(Items from a dataset)
::::::::

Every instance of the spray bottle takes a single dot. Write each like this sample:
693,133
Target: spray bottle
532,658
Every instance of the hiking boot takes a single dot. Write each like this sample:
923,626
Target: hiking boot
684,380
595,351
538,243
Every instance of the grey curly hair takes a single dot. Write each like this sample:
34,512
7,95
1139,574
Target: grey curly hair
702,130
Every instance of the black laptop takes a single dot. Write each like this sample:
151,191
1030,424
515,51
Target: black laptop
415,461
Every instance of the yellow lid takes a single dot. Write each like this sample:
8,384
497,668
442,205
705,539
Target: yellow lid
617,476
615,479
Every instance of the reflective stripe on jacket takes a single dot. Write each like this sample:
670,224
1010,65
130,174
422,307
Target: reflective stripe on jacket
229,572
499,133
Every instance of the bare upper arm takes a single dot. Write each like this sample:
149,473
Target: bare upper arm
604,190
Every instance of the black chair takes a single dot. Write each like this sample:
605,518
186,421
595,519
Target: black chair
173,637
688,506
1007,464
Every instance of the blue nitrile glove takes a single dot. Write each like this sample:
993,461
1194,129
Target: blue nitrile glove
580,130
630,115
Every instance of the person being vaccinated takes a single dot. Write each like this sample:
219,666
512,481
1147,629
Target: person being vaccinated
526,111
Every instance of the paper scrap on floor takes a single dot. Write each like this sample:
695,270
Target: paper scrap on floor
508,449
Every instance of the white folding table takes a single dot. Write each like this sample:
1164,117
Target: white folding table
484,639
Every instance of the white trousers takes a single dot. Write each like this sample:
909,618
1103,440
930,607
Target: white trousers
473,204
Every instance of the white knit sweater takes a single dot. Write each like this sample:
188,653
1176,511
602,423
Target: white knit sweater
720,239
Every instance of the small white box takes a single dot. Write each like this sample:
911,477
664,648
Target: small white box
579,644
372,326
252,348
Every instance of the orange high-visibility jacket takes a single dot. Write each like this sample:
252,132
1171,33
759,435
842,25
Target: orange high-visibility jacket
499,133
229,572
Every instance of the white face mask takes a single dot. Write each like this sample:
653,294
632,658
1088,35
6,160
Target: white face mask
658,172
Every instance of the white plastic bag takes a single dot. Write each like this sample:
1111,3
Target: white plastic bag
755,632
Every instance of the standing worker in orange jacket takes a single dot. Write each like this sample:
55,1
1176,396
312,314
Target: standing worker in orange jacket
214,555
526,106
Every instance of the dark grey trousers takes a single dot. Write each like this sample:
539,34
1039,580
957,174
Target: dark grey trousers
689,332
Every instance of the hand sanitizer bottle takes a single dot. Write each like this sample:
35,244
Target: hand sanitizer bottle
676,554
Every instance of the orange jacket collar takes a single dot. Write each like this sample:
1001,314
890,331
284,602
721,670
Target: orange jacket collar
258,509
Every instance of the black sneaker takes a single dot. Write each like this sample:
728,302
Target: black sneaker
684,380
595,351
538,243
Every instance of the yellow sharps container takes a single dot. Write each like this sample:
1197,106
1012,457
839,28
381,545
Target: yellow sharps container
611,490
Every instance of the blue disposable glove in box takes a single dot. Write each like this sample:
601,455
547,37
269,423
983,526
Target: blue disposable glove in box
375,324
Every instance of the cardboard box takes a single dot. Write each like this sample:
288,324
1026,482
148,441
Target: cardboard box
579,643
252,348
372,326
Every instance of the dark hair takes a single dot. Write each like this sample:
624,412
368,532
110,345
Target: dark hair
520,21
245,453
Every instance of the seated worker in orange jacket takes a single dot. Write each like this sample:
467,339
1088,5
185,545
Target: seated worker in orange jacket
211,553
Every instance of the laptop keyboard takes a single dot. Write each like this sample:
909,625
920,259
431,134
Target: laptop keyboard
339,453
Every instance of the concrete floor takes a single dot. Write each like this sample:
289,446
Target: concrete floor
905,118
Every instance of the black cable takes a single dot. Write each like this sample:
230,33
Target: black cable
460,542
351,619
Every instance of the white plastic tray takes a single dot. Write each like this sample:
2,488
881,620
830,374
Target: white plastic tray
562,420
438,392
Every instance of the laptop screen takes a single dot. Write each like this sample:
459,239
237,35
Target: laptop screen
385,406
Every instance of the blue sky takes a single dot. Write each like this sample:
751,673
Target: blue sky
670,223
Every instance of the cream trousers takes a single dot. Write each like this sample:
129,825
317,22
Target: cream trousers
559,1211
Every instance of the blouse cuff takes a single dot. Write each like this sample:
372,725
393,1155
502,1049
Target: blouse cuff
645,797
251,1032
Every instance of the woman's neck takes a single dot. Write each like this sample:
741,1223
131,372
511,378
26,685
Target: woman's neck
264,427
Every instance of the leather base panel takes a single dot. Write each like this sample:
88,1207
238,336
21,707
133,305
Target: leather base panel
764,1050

::::::::

:: What is required ::
The data is to be reproduced in full, every line intact.

:: Response to the exercise ::
Every instance of the spray bottle takes a single dot. Write each like this sample:
693,133
Target: spray bottle
532,658
Every instance of the hiking boot takes a single dot. Write each like this sample:
923,626
Target: hiking boot
684,380
595,351
538,243
Every instance of the grey curly hair takes a single dot. Write each like this sample:
34,512
7,95
1139,574
Target: grey curly hair
702,130
Every instance of the black laptop takes a single dot. Write each like this sample:
151,191
1030,424
515,51
Target: black laptop
415,461
Every instance of the yellow lid takes a single dot. Write each like this sample:
8,384
497,668
442,205
705,539
Target: yellow lid
617,476
615,479
Every instance of the reflective stripe on jacket takes a single dot. Write each like this sample:
670,224
1010,65
130,174
422,307
Target: reflective stripe on jacket
229,572
499,133
Every instance of the bare upper arm takes a single dot. Write each like this sample:
149,473
Target: bare upper arm
604,190
Every instance of the black chair takes a single dot. Write each like this sample:
605,518
186,421
595,519
Target: black chair
173,637
688,506
1007,464
Every instance of the blue nitrile glove takes a single dot. Write each like this sample:
993,461
1194,129
Target: blue nitrile glove
580,130
630,115
Every instance of the person being vaccinated takes a single dot. Write each like this sample:
219,666
512,481
1147,629
Target: person being vaccinated
526,111
Every instance of the paper scrap on floor takes a single dot. Write each like this sample:
695,270
Target: paper scrap on floor
508,449
Every instance of the white folding table takes a single dot. Write each like this sample:
1164,117
Target: white folding table
484,639
Every instance of the white trousers takes a single dot. Write each like this sample:
909,618
1103,440
930,607
Target: white trousers
473,204
Every instance of the white knit sweater takes a single dot. Write each like this sample:
188,653
1176,511
602,423
Target: white knit sweater
720,239
Every instance of the small white box takes a single dot. Write each like this sample:
911,477
664,648
Target: small white box
579,644
372,326
252,348
Every instance of the orange high-visibility jacket takes a single dot. Write each like this sample:
252,132
1171,33
759,435
842,25
Target: orange high-visibility jacket
499,133
229,572
Every instance of the white face mask takes a single dot. Write each like this sample:
653,294
632,658
1088,35
6,160
Target: white face mask
658,172
Every instance of the white plastic bag takes a single dot. Write each like this sample:
1111,3
Target: white plastic bag
755,632
Every instance of the standing worker in orange jacket takes a single dot. Write each like this sample:
55,1
1176,396
312,314
Target: standing worker in orange jacket
214,555
526,106
Every instance of the dark grey trousers takes a single dot. Write each like this sample:
539,34
1039,580
957,174
Target: dark grey trousers
689,332
Every instance of the hand sanitizer bottle takes a single dot. Write each like this sample:
35,244
Target: hand sanitizer bottle
676,554
Every instance of the orange jacket collar takes a single dot. Write each like this sample:
1001,314
890,331
284,602
721,670
Target: orange jacket collar
258,509
Every instance of the black sneaker takes a single dot. Write each like this sample:
728,302
Target: black sneaker
684,380
595,351
538,243
Every instance of the yellow sharps container takes a single dot. Write each like this sample:
1197,106
1012,457
839,28
381,545
Target: yellow sharps container
611,490
Every instance of the blue disposable glove in box takes a single dot. Write each like this sample:
601,455
547,37
269,423
983,526
Target: blue disposable glove in box
375,324
Every instance of the cardboard box takes a single dot. Write each like this sample:
288,324
1026,482
148,441
Target: cardboard box
579,643
252,348
372,326
Every instance of the dark hair takes a single dot. Write each like this sample:
624,412
368,532
110,345
Target: dark hair
520,21
245,453
Every instance of the seated worker in orange jacket takes a single dot. Write each like this sample:
467,339
1088,5
185,545
Target: seated worker in orange jacket
211,553
Every instance of the laptop keyboard takes a single dot. Write each like this sample:
909,625
920,259
431,134
Target: laptop keyboard
339,453
Every instance of the concrete floor takes a single dot. Write each like this sample:
289,446
Target: concrete floor
905,118
Every instance of the black cable takes a single dot. Write each like this sample:
230,33
Target: black cable
460,542
351,619
Every instance of the white plastic tray takes a single dot. Write each like this sample:
2,488
881,620
830,374
Target: white plastic tray
562,420
438,392
Every instance of the laptop screen takes a single dot. Write each like this sample:
459,239
237,35
Target: laptop screen
385,406
Every instance of the blue sky takes a single dot. Write each like this sample:
751,673
Target: blue sky
670,223
Every instance of the cream trousers takes a single dot. Write each like this sample:
129,825
317,22
Target: cream trousers
559,1211
Every instance of the blouse cuff takes a single dot. Write each like this sample:
372,725
393,1155
502,1049
Target: blouse cuff
645,797
251,1032
Every instance of the woman's neck takes a single dot. Write each like this sample:
741,1223
131,372
511,378
26,685
Target: woman's neck
264,427
Every instance of the leather base panel takes a single dot. Write each like this sample:
88,1207
238,336
21,707
133,305
Target: leather base panel
764,1050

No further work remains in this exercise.